DATA PROVIDED START

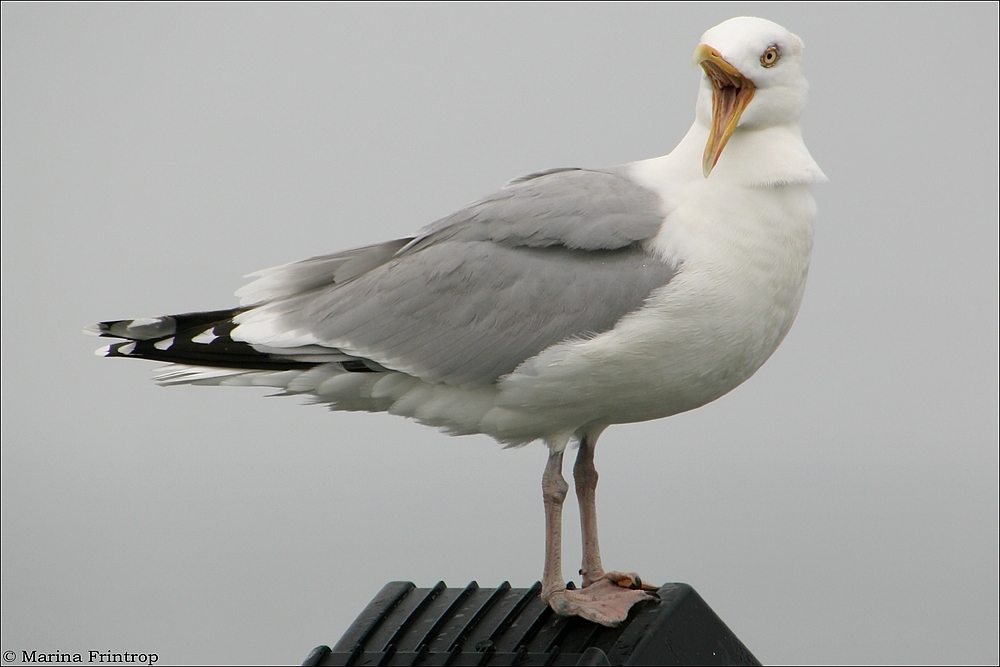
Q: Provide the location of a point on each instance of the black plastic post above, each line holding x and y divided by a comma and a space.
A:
406, 625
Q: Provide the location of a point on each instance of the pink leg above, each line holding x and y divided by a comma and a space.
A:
585, 476
554, 489
605, 598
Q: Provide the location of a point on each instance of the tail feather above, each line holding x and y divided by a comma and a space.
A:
204, 340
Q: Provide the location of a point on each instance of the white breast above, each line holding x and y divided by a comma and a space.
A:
743, 250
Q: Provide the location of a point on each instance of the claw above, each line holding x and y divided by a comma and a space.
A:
603, 602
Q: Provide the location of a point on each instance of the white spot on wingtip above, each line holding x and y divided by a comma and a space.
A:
205, 337
164, 344
144, 322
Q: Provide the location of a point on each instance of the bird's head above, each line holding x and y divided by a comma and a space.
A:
751, 79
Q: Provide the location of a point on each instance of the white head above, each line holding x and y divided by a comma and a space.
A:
752, 78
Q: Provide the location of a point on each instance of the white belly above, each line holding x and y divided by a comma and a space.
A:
741, 281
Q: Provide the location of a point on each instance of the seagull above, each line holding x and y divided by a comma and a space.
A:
570, 300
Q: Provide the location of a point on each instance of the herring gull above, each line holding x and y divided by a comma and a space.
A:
569, 300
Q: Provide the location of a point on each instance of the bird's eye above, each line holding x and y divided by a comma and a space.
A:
770, 56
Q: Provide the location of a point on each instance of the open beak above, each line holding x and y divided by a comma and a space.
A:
731, 93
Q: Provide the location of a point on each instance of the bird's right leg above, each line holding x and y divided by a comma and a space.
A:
554, 489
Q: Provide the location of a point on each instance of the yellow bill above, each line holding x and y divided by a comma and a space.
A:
731, 93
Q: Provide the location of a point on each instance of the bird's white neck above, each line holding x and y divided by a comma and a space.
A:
766, 157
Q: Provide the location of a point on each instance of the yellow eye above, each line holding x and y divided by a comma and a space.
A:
770, 56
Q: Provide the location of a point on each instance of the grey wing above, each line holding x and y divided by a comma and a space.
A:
550, 258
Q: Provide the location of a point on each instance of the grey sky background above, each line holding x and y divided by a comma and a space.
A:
841, 506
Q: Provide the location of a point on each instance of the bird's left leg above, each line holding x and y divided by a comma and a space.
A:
585, 475
605, 600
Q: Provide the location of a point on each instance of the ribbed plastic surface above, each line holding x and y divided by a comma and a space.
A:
406, 625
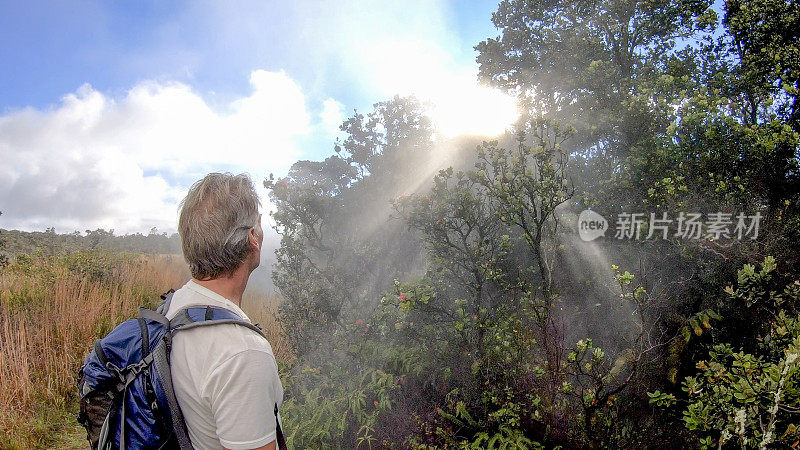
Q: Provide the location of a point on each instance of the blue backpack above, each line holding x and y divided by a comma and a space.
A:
126, 395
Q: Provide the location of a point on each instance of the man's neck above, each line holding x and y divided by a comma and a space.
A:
231, 287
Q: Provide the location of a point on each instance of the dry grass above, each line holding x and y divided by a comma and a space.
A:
51, 310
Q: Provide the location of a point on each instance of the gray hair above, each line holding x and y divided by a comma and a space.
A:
215, 220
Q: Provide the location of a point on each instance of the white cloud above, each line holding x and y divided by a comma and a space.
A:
409, 48
332, 116
94, 161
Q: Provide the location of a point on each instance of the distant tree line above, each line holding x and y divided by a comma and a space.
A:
14, 242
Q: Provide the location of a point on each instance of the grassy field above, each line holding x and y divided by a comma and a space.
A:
52, 308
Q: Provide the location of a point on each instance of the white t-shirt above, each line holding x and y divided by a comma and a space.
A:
225, 378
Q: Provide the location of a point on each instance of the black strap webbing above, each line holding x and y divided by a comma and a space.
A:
281, 439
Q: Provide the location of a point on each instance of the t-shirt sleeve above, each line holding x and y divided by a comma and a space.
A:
243, 391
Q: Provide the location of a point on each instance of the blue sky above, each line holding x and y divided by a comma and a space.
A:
110, 110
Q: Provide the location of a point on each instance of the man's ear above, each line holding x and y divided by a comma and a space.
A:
251, 236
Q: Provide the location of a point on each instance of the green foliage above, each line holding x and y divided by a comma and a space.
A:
742, 397
466, 304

DATA PROVIDED END

> EXERCISE OBJECTIVE
The lines above that hold the word "plastic" are the ones to copy.

> ANSWER TO THIS EXERCISE
Q: Provide the location of a point on each instance of the black plastic post above, each line holding x and y divided by a comma and a space.
Q: Provide the location of a point on each instance of the ribbed plastic surface above, each line holding x and y divided by a comma and a space.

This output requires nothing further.